> Items:
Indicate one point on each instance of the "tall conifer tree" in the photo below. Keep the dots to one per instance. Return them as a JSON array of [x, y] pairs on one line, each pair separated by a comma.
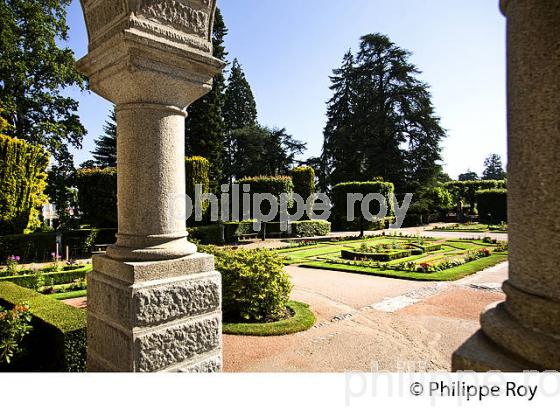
[[105, 152], [204, 128], [381, 122]]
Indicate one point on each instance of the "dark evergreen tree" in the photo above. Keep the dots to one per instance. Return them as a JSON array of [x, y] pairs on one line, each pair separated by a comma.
[[34, 71], [105, 152], [493, 168], [264, 151], [240, 111], [469, 176], [381, 122], [204, 127]]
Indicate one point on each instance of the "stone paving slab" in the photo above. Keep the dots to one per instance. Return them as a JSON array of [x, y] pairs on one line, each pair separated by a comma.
[[353, 335]]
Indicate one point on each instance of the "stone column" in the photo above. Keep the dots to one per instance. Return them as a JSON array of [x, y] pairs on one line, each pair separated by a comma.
[[154, 304], [524, 332]]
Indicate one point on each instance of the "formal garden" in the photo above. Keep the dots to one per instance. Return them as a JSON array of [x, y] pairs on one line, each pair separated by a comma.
[[46, 262]]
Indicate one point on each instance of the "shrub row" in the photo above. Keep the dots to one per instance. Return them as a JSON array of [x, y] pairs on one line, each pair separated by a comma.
[[379, 257], [50, 279], [304, 181], [37, 247], [57, 342], [308, 229], [340, 200], [97, 196], [466, 190], [23, 175], [254, 285]]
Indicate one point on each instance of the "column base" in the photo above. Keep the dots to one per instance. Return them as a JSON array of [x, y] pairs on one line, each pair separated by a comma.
[[154, 316], [480, 354], [501, 342]]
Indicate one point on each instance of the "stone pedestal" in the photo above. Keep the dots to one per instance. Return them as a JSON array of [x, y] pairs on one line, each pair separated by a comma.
[[154, 304], [524, 332], [154, 316]]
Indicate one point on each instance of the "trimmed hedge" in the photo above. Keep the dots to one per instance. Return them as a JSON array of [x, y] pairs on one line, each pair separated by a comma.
[[197, 173], [494, 202], [58, 341], [267, 185], [234, 230], [97, 196], [37, 247], [304, 181], [23, 175], [379, 257], [308, 229], [340, 193], [466, 190], [256, 289], [50, 279]]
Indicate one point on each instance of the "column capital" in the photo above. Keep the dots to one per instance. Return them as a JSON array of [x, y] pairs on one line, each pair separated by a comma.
[[503, 6]]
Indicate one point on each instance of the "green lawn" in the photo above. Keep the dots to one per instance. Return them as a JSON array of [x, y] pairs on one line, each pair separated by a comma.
[[473, 228], [302, 319], [328, 256]]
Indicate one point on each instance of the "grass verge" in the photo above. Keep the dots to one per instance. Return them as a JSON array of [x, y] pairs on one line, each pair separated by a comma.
[[302, 320], [446, 275]]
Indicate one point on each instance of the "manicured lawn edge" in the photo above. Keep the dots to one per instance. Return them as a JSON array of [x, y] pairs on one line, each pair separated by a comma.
[[302, 320], [447, 275], [69, 295]]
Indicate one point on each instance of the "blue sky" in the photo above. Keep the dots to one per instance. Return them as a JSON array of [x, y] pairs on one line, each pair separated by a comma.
[[289, 48]]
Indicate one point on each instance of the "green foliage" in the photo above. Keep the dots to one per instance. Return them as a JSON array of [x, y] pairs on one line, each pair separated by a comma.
[[62, 194], [302, 319], [267, 185], [340, 211], [381, 121], [466, 190], [97, 196], [23, 176], [304, 181], [14, 326], [38, 247], [206, 235], [493, 168], [197, 173], [309, 229], [234, 230], [469, 176], [492, 205], [58, 339], [34, 71], [105, 152], [260, 150], [255, 286], [39, 279], [204, 127]]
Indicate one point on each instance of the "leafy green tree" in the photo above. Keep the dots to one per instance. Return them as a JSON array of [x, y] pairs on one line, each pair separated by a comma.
[[381, 121], [204, 127], [493, 168], [240, 112], [105, 152], [263, 151], [34, 71], [469, 176]]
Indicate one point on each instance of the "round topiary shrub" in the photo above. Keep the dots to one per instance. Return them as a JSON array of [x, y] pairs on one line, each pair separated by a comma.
[[255, 287]]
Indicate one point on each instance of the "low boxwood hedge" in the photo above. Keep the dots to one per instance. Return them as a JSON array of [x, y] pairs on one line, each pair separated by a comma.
[[379, 257], [57, 342], [50, 279]]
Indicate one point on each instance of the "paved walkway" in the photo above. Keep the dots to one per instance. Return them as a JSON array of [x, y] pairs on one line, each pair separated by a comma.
[[366, 323]]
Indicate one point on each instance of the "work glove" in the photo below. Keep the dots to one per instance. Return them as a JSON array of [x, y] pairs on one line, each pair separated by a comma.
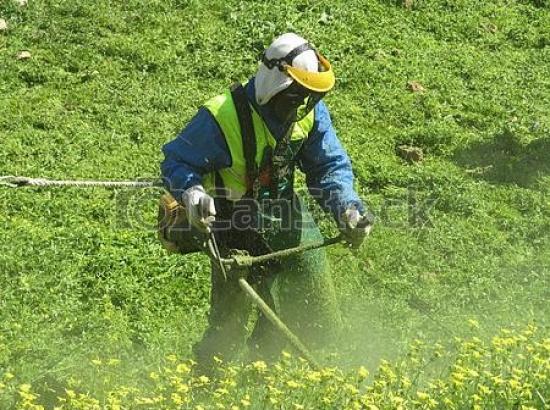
[[199, 207], [355, 227]]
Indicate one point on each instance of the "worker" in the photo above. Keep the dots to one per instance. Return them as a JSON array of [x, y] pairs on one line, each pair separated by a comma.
[[234, 163]]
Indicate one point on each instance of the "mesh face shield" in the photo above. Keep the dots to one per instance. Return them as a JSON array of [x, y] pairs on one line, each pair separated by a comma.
[[308, 87]]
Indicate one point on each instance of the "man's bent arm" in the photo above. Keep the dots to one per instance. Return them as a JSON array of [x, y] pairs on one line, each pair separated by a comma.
[[329, 175], [200, 148]]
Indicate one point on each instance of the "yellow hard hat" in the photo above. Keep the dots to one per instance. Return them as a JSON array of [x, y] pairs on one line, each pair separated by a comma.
[[320, 82]]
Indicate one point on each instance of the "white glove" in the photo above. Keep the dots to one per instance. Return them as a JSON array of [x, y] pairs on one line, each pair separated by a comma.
[[199, 207], [355, 227]]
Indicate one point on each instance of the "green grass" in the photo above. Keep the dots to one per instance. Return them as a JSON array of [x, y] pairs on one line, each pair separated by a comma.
[[110, 82]]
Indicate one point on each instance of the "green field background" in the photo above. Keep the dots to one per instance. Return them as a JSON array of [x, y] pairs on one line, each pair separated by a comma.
[[461, 238]]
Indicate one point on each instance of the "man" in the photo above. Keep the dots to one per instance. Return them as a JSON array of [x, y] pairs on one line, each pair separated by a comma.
[[234, 162]]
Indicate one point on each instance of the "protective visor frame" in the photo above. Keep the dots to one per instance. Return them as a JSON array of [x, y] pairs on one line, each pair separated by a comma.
[[319, 82]]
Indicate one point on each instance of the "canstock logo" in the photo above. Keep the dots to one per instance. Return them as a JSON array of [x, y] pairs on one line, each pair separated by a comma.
[[411, 206]]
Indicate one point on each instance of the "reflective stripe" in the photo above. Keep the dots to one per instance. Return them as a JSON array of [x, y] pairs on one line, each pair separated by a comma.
[[223, 110]]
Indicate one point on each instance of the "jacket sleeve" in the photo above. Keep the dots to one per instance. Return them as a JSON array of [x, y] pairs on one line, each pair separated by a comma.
[[327, 167], [199, 148]]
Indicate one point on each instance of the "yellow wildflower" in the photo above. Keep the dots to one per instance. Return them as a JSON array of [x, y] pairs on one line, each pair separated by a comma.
[[182, 368], [292, 384], [176, 398], [363, 373], [314, 376], [260, 365]]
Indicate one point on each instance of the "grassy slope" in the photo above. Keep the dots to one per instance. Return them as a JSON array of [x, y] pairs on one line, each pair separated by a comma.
[[107, 85]]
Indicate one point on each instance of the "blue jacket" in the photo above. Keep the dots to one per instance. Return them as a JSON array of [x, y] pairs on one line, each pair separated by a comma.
[[200, 148]]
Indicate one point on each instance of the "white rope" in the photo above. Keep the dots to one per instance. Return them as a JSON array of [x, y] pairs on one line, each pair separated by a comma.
[[18, 182]]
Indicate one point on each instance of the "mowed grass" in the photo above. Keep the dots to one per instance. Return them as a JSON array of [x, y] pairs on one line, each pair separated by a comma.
[[461, 235]]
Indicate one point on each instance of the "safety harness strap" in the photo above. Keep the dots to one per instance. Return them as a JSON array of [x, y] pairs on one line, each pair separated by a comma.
[[248, 136]]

> What is required:
Please pick out every line in the rows that contains the string "paving", matching case exactly, and copy each one.

> Worked answer:
Indicate one point on each instance of the "stone paving slab" in the photo above. Keep the dots to one per instance. Return them as a JSON array of [x, y] pairs on one line, each pair separated by a comma.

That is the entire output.